DATASET EXTRACT Block Start

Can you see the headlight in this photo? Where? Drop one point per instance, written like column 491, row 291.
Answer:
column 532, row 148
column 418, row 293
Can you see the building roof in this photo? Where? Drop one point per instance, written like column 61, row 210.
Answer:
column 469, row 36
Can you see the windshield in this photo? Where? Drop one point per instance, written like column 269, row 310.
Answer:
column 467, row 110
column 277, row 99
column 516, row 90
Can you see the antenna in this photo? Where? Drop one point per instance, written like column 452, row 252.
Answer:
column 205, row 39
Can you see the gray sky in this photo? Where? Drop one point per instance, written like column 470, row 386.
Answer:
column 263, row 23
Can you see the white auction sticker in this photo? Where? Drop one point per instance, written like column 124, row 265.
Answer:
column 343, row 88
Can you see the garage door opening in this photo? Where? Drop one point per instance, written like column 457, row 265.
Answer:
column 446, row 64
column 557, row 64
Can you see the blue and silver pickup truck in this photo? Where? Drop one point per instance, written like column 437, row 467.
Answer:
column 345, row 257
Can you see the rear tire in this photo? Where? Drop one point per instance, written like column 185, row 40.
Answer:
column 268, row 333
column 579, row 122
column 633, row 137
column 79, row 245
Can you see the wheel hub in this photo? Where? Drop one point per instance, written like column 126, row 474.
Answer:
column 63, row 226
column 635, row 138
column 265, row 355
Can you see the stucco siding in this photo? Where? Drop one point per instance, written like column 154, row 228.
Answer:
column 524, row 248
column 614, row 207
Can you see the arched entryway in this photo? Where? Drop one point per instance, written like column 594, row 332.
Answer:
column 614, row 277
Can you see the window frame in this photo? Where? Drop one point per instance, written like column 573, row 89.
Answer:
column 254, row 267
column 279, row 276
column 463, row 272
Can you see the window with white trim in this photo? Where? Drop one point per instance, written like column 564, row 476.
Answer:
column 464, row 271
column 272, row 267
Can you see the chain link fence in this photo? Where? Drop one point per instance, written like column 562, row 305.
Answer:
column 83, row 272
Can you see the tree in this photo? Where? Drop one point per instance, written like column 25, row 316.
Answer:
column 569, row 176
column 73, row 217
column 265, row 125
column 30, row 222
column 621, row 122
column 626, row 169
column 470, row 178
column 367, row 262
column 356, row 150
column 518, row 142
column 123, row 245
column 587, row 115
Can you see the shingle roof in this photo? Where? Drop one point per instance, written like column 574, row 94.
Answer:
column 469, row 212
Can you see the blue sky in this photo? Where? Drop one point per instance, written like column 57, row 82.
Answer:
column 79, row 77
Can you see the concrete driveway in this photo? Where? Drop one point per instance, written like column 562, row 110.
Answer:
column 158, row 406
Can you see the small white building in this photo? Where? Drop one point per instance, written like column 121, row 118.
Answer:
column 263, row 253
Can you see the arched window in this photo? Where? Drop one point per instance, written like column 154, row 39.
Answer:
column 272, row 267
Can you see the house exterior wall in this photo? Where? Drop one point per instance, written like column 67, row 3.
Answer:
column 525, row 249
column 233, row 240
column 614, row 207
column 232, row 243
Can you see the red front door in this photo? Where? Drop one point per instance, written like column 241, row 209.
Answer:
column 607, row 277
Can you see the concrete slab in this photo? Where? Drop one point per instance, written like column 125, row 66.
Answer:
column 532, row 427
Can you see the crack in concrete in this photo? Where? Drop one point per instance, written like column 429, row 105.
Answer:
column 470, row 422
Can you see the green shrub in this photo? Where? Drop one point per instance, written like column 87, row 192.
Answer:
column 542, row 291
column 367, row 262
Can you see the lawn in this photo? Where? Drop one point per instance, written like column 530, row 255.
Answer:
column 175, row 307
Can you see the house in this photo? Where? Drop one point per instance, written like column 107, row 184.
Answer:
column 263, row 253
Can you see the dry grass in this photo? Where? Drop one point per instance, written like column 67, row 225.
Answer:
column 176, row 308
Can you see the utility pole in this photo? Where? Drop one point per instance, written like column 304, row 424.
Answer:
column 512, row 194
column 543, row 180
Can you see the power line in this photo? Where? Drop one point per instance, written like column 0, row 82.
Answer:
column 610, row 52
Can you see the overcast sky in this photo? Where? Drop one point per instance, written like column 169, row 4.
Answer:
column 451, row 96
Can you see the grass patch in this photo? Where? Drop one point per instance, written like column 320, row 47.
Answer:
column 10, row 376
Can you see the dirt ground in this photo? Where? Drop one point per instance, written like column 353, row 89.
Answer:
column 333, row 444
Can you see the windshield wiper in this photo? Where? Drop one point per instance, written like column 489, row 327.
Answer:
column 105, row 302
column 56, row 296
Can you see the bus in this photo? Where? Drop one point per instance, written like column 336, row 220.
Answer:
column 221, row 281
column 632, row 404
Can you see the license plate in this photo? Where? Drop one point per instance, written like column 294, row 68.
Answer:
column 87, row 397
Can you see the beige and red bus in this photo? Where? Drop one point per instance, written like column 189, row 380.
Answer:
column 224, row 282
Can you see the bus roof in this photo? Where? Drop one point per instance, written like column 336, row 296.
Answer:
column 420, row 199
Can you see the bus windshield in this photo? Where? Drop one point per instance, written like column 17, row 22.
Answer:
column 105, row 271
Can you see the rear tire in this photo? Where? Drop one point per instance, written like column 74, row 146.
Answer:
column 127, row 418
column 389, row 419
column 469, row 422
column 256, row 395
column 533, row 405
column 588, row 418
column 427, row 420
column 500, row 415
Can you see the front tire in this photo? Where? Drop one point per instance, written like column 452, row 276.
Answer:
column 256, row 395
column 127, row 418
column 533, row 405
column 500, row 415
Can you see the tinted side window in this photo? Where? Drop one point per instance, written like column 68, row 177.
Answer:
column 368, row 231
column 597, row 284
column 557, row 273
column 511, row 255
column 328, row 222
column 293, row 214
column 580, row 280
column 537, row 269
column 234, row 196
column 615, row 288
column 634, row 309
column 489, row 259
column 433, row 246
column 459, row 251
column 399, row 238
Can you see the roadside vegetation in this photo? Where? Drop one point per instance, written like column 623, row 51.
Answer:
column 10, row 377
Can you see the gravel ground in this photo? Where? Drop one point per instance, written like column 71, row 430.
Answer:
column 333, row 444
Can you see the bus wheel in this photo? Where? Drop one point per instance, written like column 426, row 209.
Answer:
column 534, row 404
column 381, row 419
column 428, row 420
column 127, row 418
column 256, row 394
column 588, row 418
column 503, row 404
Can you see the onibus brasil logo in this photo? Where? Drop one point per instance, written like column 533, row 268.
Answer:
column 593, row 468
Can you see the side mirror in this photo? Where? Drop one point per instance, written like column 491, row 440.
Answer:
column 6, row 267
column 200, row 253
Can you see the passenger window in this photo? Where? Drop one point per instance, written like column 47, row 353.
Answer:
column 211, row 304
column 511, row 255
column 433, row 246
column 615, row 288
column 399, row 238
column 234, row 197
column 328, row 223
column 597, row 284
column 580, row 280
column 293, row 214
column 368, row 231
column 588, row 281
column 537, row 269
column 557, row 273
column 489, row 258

DATASET EXTRACT Block End

» **TASK OBJECTIVE**
Please say how many lines in the records above contain the word "rear", and give only that number.

» **REPLY TO THE TASK**
2